Work instructions:
From the first line to the last, output the entries exactly.

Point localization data
:::::

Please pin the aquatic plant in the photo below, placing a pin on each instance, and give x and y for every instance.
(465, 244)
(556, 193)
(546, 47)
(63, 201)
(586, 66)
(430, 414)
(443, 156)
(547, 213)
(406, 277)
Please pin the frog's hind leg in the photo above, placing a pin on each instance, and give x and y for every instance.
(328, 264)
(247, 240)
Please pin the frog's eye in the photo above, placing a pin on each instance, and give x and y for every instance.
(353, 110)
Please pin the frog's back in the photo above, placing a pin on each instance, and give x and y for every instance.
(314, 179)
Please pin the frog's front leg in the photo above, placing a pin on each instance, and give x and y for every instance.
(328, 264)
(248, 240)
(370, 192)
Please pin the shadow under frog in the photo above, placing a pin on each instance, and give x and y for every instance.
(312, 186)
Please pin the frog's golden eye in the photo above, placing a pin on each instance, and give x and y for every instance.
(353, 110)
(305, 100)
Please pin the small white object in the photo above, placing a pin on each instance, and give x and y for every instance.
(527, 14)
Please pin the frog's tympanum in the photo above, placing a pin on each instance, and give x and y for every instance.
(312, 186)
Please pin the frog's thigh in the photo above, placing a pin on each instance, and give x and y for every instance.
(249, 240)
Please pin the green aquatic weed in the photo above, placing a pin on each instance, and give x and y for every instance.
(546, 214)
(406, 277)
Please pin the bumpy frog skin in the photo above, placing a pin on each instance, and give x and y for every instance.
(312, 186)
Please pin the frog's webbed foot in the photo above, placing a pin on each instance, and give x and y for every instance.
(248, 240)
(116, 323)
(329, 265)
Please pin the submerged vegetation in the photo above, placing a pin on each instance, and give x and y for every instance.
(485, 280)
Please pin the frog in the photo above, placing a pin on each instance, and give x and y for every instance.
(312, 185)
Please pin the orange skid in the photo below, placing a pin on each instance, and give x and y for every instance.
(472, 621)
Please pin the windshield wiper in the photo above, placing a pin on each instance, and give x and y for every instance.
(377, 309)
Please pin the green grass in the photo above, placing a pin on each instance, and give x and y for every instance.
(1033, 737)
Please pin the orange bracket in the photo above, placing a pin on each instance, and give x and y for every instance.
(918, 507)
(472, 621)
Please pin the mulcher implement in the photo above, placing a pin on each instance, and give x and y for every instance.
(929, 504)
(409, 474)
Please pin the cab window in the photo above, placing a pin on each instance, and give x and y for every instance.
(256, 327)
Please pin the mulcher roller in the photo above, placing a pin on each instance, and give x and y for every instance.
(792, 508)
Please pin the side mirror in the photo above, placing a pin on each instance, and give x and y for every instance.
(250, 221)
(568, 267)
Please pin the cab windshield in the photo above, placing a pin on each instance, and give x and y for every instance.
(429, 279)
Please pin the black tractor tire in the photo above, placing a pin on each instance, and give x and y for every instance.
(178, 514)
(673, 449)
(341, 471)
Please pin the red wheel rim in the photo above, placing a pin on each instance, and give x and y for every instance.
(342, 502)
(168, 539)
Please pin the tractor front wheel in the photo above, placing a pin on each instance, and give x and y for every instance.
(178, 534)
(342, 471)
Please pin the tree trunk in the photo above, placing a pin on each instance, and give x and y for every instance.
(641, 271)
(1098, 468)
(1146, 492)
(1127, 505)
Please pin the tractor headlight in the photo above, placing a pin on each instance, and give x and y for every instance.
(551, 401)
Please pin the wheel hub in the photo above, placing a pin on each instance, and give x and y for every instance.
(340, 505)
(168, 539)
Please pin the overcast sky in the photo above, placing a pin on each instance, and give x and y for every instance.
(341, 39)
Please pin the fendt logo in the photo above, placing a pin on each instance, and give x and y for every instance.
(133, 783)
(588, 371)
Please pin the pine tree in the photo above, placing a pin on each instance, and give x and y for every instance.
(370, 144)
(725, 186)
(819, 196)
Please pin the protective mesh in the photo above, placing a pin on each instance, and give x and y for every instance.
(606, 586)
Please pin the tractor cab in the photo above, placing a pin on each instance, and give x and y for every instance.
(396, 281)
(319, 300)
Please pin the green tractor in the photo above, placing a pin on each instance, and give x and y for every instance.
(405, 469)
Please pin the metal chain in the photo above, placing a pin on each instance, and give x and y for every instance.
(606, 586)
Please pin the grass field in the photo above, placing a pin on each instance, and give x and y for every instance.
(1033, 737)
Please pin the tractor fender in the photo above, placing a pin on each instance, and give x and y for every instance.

:::::

Finished exercise:
Please pin the aquatic plant in the photo below, placing a pin on each instance, and give x and y for every instance.
(465, 244)
(556, 193)
(546, 47)
(63, 201)
(586, 66)
(430, 414)
(443, 156)
(547, 213)
(406, 277)
Please pin the frog's hind leg in the photo above, placing a pin on each instance, and give x and y for every instance.
(328, 264)
(247, 240)
Please pin the frog's eye in the photo above, placing a pin on each instance, and give x and y for every instance.
(353, 110)
Please pin the frog's back in the photo above, placing a pin on each instance, and give x and y for every instance.
(314, 179)
Please pin the frog's front leg in the photo above, placing a pin on each instance, and give x and y for every instance.
(328, 264)
(248, 240)
(370, 192)
Please pin the shadow under frog in the photo above, placing a pin on each instance, and give x and y for every instance.
(312, 186)
Please pin the frog's golden eye in the photo above, placing a pin on each instance, and give x and y for every instance.
(353, 110)
(305, 100)
Please pin the small white object in the photo above, placing a pin on each instance, and give x and y for every instance.
(527, 14)
Please pin the frog's tympanum in the photo above, placing a pin on each instance, and give x and y for every instance.
(312, 186)
Please pin the frog's thigh in the photo above, placing a pin on each instance, and give x and y for every instance.
(249, 240)
Please pin the green aquatic weed in the photo above, placing a pin on each instance, and give x and y for every instance.
(546, 214)
(406, 277)
Please pin the bumpy frog skin in the photo above, placing a pin on each instance, and give x and y for every instance.
(312, 186)
Please pin the frog's webbed foot in the photo above, placing a pin on each instance, and give x and y for every instance.
(248, 240)
(116, 323)
(329, 265)
Please pin the submerged vegetation in the photo above, placing a pin on each instance, and give x and y for every instance.
(485, 280)
Please pin the frog in the photo above, placing a pin on each instance, and give x and y for every instance.
(312, 185)
Please pin the orange skid in the photo below, placing a pin on each instance, and give x and y for every instance.
(472, 621)
Please pin the windshield wiper in the photo above, placing a pin on each instance, and give x and y for every instance.
(377, 309)
Please pin the green grass in the photo above, placing a pin on each instance, and give x and y for every instance.
(1033, 737)
Please pin the orange bracket in the photo above, placing a pin on each instance, and give x and y for every instance.
(918, 507)
(472, 621)
Please pin the mulcher implement in the photo above, placing a pin on each instance, and give x and y for every instance.
(929, 504)
(409, 474)
Please pin the cab window in the photo above, placing a pin on each instance, and give x and y for every instance.
(256, 327)
Please pin the mulcher roller in the photo above, placing a pin on each instance, and give x and y for every instance.
(792, 508)
Please pin the side mirror in the photo above, placing a pin on each instance, and give x and y for every instance.
(250, 221)
(568, 267)
Please pin the cab windshield in the photo above, placing a pin on each instance, and give x and y for every instance.
(429, 279)
Please pin the black tractor tire in the photo above, placing a pin on each instance, and give x and y for every instance.
(178, 514)
(673, 449)
(341, 471)
Please pin the red wheel rim in the photo above, placing a pin on each instance, and give x and y for every instance.
(342, 502)
(168, 539)
Please pin the tractor front wheel in the photo above, placing a pin on each instance, and give x and y for every instance.
(178, 534)
(342, 471)
Please pin the tree trunk in the photo above, placing a pin on each instance, and give x and y for every instance.
(641, 271)
(1098, 468)
(1146, 492)
(1127, 505)
Please pin the tractor headlight in the photo above, placing a pin on each instance, and give x and y for every instance.
(551, 401)
Please pin the wheel hub in the photo above, placing a pin on each instance, and give x and y for every instance.
(340, 505)
(168, 539)
Please pin the overcast sky in the photo above, placing a pin on each instance, and give x and y for every instance.
(341, 39)
Please pin the fendt logo in the photo above, placing a pin on each instance, and give x and y for every instance.
(133, 783)
(588, 371)
Please pin the pine tree in the photo above, placing a pin on each instance, and give x and y for every instance.
(370, 144)
(725, 186)
(819, 196)
Please pin the protective mesh in the photo above, placing a pin on each instance, and give x and y for every instance.
(606, 586)
Please pin the tractor cab in the photo above, placing a pin on each instance, and give x and y for every instance.
(396, 281)
(319, 300)
Please pin the green tractor in the photo above, placing a pin on each instance, and give x and y for every instance.
(405, 469)
Please pin the metal chain in the photo above, placing a pin on each instance, and give x and y for every instance.
(606, 586)
Please pin the grass field in the photo above, placing a pin on each instance, and give x and y for every instance.
(1033, 737)
Please pin the tractor fender in the photo above, placing a pin on each instance, and give x and y for every instance.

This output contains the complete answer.